_WORK INSTRUCTIONS:_ Render the lines below as a JSON list of strings, with one string for each line and any blank lines left out.

_ROWS:_
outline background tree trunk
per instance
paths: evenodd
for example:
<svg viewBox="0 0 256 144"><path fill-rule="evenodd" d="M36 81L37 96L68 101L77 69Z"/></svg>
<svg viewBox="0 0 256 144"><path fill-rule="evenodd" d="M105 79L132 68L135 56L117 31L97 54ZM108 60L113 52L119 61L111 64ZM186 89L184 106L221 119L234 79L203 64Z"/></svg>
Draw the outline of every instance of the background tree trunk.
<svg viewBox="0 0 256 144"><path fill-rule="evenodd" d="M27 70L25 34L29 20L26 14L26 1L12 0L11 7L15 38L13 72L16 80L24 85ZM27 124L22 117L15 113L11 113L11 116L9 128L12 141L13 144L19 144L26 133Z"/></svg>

_RESULT OF THE EXERCISE:_
[
  "outline background tree trunk",
  "per instance",
  "paths: evenodd",
  "for example:",
  "<svg viewBox=\"0 0 256 144\"><path fill-rule=\"evenodd\" d=\"M36 81L37 96L68 101L77 69Z\"/></svg>",
  "<svg viewBox=\"0 0 256 144\"><path fill-rule=\"evenodd\" d=\"M105 79L132 68L135 56L117 31L97 54ZM108 60L113 52L119 61L111 64ZM186 89L184 106L221 119L234 79L203 64Z\"/></svg>",
  "Draw the outline of every instance of the background tree trunk.",
  "<svg viewBox=\"0 0 256 144\"><path fill-rule=\"evenodd\" d=\"M27 70L25 34L29 20L26 14L26 1L12 0L11 7L15 38L13 72L16 80L24 85ZM27 124L22 117L15 113L11 113L11 116L9 128L12 141L13 144L19 144L26 133Z\"/></svg>"
]